Satellite internet has become the most fiercely contested frontier in connectivity – and Starlink now sits at the center of a land grab in low orbit. SpaceX’s constellation has grown past 7,000 satellites as of mid-2026, blanketing much of the planet in broadband from low-Earth orbit. But governments in Europe and the United States are no longer content to let a single private company dominate that territory. In a span of months, the European Commission locked in a multibillion-euro contract to build a rival constellation, and U.S. regulators pushed new rules that could let ordinary cellphones connect directly to satellites overhead. The orbital land grab is no longer theoretical. It is underway, and the stakes stretch from rural villages with no broadband to the strategic calculations of entire governments.
Europe bets billions on a sovereign constellation
The European Commission awarded its IRIS² secure-connectivity concession to the SpaceRISE consortium, a grouping of major European aerospace and telecom firms including Eutelsat, SES, and Airbus. The deal tasks SpaceRISE with building and operating a sovereign satellite constellation designed to serve two purposes: encrypted government communications and commercial broadband for the public, with a specific mandate to extend satellite coverage to rural and remote areas across the EU.
The program carries a reported budget of roughly 6 billion euros, with about 2.4 billion coming from EU funds and the rest from member states and private investment. The European Parliament adopted the IRIS² regulation in February 2023, establishing the legal framework well before the concession was formally awarded in late 2024. First launches are not expected until around 2029, which means the EU faces a significant gap: Starlink already serves customers in dozens of countries, while IRIS² remains on paper.

MATERIAL SHOWN:

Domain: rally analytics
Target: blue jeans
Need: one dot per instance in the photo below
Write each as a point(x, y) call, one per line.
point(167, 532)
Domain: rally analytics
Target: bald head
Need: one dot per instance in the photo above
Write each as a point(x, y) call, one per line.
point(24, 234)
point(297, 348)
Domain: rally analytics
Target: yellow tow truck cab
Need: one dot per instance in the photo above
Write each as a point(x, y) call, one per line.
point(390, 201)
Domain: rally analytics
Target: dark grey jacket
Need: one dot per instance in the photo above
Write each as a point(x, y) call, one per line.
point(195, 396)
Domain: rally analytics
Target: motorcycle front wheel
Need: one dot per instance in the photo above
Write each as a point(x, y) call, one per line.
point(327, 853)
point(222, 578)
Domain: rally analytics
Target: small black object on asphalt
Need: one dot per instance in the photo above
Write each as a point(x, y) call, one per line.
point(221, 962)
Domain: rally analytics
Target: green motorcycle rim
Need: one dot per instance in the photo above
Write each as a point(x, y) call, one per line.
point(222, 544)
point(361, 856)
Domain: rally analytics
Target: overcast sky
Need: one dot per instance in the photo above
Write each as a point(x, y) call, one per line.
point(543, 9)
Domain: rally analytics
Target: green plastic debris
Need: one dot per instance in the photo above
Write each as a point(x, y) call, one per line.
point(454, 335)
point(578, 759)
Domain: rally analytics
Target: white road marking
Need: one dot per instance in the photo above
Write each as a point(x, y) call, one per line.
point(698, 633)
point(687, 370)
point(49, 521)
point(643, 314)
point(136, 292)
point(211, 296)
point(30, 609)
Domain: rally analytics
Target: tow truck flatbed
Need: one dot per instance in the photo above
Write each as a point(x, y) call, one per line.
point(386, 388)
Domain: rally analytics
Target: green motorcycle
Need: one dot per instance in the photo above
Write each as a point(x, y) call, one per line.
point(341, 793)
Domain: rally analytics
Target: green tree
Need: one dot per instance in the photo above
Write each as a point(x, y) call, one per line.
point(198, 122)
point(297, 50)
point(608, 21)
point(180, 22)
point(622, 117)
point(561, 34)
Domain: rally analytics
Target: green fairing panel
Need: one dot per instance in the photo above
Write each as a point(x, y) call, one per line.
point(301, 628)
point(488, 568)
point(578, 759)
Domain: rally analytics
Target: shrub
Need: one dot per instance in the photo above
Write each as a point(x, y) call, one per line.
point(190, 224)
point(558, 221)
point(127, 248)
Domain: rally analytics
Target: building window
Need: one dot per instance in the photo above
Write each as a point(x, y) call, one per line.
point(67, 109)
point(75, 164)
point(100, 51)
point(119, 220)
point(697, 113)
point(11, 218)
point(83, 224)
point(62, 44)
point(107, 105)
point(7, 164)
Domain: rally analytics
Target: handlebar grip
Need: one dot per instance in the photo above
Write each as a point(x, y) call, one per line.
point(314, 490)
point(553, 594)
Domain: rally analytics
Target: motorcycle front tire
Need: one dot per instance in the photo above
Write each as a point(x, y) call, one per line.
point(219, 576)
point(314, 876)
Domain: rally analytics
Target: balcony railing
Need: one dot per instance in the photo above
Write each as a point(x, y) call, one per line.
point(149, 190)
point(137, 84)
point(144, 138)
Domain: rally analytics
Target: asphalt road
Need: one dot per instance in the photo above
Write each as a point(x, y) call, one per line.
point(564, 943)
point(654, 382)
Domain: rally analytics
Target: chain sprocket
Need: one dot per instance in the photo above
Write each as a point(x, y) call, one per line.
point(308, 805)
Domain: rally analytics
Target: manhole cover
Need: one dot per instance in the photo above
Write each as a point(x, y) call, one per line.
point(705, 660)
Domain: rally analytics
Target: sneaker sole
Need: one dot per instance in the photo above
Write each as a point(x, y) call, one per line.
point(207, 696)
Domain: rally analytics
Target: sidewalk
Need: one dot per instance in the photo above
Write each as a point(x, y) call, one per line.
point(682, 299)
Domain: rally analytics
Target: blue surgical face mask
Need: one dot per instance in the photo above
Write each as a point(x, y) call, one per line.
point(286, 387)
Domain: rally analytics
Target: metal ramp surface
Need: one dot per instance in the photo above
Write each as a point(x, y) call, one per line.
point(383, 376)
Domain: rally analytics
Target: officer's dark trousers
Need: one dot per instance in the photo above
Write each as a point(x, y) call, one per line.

REQUIRED WORK:
1. Using the passage on satellite internet, answer these:
(a) As of mid-2026, Starlink's constellation had grown past how many satellites?
(b) Which consortium was awarded the IRIS² secure-connectivity concession?
(c) Around what year are IRIS²'s first launches expected?
2. Reproduce word for word the part of the passage on satellite internet from "The program carries" to "remains on paper.".

TASK-BY-TASK OUTPUTS:
1.
(a) 7,000 satellites
(b) The SpaceRISE consortium
(c) Around 2029

2.
The program carries a reported budget of roughly 6 billion euros, with about 2.4 billion coming from EU funds and the rest from member states and private investment. The European Parliament adopted the IRIS² regulation in February 2023, establishing the legal framework well before the concession was formally awarded in late 2024. First launches are not expected until around 2029, which means the EU faces a significant gap: Starlink already serves customers in dozens of countries, while IRIS² remains on paper.